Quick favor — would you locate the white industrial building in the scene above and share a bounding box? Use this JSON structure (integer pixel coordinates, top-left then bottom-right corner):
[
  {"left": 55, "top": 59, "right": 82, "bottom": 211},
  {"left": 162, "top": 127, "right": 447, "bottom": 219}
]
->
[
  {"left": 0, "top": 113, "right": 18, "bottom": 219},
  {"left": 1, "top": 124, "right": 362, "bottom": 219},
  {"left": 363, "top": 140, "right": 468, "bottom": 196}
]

> [YOUR OBJECTIVE] Rewrite the data above with "white industrial building" changed to "gray warehouse", keeping everything else the same.

> [COMPLETE OUTPUT]
Quick favor — would you locate the gray warehouse in the scene above and share a bounding box? Use this JSON structure (integer pixel coordinates, top-left then bottom-right corner):
[
  {"left": 55, "top": 59, "right": 82, "bottom": 211},
  {"left": 162, "top": 127, "right": 447, "bottom": 219}
]
->
[
  {"left": 0, "top": 113, "right": 18, "bottom": 219},
  {"left": 1, "top": 124, "right": 362, "bottom": 219},
  {"left": 363, "top": 140, "right": 468, "bottom": 196}
]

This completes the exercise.